▶ [Given problem]: Count the lines of the records below that contain the string "roof", treating uppercase and lowercase letters as distinct. Give only the number.

Available data start

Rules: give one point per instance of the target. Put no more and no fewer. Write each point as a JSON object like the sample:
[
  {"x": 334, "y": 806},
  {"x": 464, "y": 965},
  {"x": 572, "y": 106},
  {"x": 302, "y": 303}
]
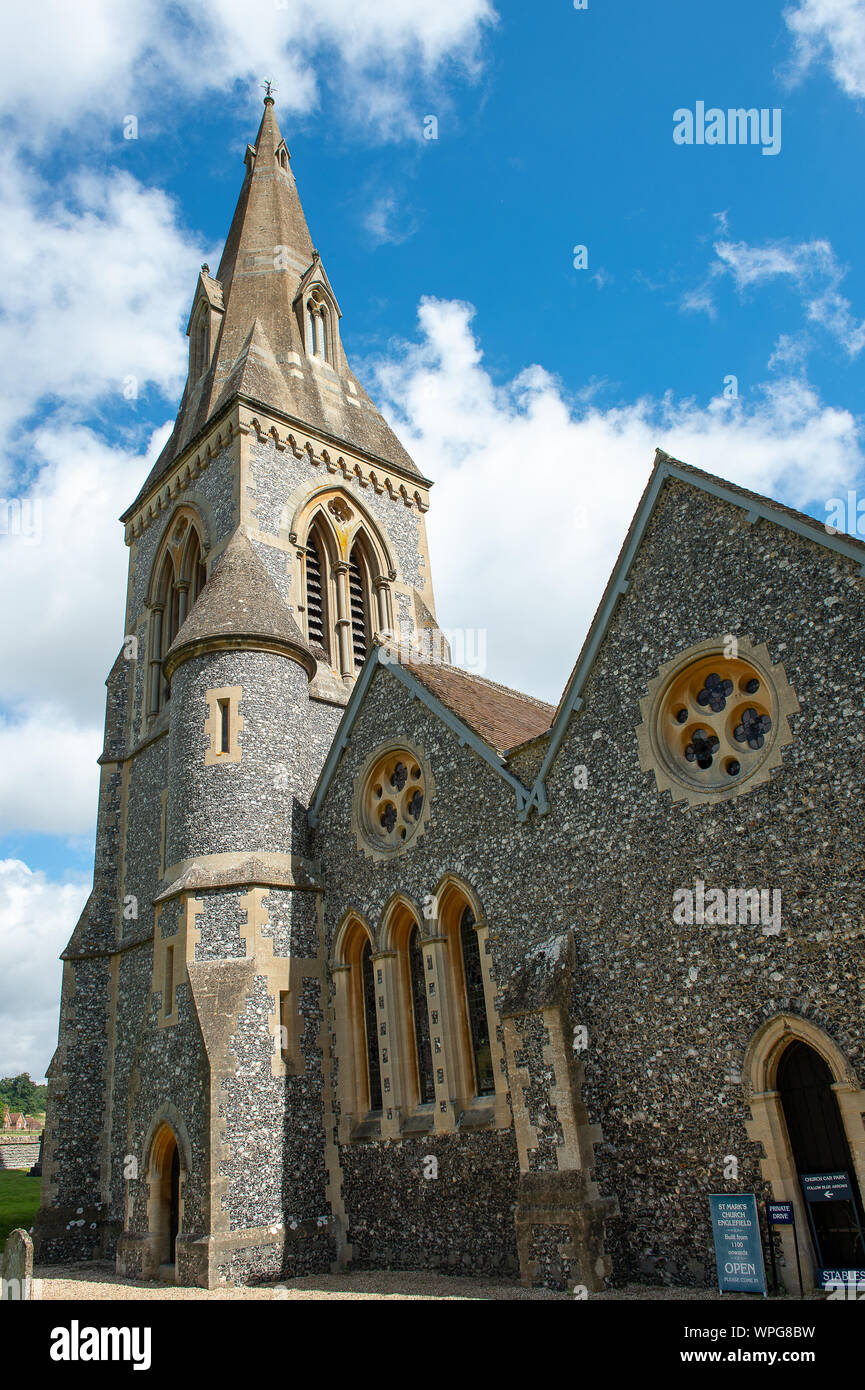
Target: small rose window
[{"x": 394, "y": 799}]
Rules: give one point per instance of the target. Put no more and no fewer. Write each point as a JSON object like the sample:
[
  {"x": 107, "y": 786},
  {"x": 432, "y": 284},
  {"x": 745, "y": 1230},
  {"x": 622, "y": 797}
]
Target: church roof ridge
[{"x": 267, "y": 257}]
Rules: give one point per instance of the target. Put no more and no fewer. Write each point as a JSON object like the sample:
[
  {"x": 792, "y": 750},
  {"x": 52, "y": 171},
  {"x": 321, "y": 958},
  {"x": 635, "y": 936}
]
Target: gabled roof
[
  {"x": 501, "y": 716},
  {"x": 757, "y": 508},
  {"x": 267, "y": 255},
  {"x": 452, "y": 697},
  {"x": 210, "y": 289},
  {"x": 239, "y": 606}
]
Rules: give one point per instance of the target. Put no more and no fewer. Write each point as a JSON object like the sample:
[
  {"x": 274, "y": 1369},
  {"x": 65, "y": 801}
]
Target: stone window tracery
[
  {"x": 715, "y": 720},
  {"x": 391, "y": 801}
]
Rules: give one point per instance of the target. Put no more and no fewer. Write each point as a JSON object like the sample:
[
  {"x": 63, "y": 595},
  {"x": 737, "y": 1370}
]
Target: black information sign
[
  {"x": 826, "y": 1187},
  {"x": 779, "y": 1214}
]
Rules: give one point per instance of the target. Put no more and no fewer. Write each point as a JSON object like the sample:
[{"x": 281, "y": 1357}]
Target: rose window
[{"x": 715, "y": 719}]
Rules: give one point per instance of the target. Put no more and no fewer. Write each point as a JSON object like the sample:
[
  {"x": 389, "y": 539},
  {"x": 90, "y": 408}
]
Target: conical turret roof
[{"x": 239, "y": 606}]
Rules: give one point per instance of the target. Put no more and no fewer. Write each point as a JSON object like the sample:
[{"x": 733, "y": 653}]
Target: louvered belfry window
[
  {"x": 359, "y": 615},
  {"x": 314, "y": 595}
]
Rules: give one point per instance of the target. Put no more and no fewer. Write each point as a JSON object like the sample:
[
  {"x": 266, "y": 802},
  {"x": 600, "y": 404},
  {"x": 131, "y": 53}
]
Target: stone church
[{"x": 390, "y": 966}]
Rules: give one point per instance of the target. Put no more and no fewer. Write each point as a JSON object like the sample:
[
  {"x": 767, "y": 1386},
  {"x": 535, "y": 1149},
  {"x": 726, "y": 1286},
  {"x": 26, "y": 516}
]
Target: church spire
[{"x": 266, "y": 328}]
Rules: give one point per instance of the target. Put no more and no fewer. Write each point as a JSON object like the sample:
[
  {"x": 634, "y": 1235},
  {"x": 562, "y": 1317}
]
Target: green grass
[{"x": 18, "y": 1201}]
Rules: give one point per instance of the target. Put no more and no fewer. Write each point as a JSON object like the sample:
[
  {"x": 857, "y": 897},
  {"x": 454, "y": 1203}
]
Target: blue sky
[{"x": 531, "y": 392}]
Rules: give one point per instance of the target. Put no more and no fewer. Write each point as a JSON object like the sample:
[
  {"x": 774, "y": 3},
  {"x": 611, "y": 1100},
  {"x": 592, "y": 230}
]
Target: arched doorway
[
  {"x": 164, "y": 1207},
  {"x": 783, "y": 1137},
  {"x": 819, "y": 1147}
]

Available data end

▶ [Response]: 3